→ TASK INSTRUCTIONS:
Please copy the lines below word for word, starting at the line containing "bbox request side window" and ending at the line containing "[89,274,123,291]".

---+---

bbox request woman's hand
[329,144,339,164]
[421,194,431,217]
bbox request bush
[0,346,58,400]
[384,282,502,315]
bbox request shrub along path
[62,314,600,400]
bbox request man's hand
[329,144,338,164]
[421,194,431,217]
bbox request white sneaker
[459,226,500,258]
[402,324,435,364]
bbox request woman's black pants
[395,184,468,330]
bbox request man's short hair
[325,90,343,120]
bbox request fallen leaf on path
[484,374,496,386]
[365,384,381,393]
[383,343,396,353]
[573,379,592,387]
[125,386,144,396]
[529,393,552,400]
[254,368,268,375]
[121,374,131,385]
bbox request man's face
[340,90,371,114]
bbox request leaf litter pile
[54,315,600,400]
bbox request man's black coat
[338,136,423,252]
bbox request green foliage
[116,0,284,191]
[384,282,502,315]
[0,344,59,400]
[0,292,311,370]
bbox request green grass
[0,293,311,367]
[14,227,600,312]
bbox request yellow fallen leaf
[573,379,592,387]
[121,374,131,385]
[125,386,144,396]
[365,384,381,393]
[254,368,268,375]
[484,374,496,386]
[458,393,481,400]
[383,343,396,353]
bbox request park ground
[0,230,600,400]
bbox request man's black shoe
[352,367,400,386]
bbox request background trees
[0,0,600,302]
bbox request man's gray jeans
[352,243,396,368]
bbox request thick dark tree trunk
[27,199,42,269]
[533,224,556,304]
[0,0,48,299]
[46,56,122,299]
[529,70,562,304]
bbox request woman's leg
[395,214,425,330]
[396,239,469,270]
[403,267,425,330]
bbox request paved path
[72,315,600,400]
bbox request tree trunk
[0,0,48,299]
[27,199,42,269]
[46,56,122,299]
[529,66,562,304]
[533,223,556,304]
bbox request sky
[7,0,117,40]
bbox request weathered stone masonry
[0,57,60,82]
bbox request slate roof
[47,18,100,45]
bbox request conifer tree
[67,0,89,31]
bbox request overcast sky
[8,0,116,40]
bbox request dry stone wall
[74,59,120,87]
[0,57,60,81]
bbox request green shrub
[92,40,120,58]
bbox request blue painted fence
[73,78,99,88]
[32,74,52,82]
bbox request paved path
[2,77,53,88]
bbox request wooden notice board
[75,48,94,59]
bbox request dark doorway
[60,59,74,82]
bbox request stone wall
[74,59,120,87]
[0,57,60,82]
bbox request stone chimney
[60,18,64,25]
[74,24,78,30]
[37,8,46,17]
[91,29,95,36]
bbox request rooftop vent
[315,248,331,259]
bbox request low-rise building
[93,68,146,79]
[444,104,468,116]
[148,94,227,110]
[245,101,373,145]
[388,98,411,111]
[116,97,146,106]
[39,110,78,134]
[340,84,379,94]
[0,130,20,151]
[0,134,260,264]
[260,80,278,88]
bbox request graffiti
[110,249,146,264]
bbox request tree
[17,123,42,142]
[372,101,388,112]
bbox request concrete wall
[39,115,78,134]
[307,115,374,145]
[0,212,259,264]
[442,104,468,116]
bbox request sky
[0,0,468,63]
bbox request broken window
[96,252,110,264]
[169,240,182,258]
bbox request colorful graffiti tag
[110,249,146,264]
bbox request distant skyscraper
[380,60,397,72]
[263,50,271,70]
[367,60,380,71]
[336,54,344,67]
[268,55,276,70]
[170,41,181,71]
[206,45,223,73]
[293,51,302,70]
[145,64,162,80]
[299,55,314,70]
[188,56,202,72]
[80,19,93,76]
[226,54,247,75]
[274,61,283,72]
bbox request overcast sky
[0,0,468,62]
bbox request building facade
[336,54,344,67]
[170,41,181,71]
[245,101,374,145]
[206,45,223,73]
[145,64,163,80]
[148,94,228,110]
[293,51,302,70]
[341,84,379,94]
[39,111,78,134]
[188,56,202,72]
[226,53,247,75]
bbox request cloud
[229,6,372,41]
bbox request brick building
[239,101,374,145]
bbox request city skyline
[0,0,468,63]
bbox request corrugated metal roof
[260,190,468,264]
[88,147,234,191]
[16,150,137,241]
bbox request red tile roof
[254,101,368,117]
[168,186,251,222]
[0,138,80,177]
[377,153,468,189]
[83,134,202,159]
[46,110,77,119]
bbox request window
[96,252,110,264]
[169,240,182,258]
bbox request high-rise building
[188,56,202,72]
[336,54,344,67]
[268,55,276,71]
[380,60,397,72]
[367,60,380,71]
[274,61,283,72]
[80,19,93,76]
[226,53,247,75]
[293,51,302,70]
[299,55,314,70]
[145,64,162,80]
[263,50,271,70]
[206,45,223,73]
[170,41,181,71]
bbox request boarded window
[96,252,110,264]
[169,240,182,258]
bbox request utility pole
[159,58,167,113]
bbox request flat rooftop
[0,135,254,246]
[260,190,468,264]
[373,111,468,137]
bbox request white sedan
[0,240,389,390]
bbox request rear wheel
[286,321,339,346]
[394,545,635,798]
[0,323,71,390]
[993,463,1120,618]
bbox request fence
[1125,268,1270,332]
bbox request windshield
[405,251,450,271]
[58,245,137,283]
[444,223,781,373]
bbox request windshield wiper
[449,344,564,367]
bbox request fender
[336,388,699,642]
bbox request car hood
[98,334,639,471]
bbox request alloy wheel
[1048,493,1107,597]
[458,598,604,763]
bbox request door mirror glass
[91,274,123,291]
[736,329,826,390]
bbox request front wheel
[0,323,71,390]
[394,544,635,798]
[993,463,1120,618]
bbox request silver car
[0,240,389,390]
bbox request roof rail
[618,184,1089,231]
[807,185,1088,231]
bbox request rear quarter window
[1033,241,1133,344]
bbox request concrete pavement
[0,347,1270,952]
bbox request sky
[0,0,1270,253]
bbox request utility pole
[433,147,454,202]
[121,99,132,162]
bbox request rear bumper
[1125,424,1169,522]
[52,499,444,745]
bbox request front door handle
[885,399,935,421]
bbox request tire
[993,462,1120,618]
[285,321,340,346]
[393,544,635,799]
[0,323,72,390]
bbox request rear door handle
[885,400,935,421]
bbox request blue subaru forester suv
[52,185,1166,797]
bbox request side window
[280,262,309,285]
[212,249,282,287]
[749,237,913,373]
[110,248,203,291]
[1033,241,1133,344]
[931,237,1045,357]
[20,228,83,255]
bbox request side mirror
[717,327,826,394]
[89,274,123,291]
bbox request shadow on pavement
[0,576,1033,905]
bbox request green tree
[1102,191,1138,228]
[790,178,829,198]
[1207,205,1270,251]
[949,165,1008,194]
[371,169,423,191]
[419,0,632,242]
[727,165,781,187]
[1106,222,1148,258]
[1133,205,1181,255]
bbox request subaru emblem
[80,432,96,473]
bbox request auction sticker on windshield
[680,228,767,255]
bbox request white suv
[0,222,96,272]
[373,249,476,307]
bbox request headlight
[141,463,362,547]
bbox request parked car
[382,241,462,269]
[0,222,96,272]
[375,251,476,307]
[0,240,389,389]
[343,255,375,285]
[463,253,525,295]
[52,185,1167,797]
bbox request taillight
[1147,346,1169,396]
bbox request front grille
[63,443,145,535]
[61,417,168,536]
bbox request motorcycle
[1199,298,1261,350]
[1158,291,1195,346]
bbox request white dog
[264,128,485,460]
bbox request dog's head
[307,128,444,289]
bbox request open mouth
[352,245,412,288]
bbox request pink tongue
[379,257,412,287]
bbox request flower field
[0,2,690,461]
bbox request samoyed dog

---+---

→ WRITTEN ANSWER:
bbox request side window
[280,262,309,285]
[212,249,282,287]
[749,237,913,373]
[110,248,203,291]
[1033,241,1133,344]
[931,237,1045,357]
[20,228,83,255]
bbox request side mirror
[717,327,826,394]
[89,274,123,291]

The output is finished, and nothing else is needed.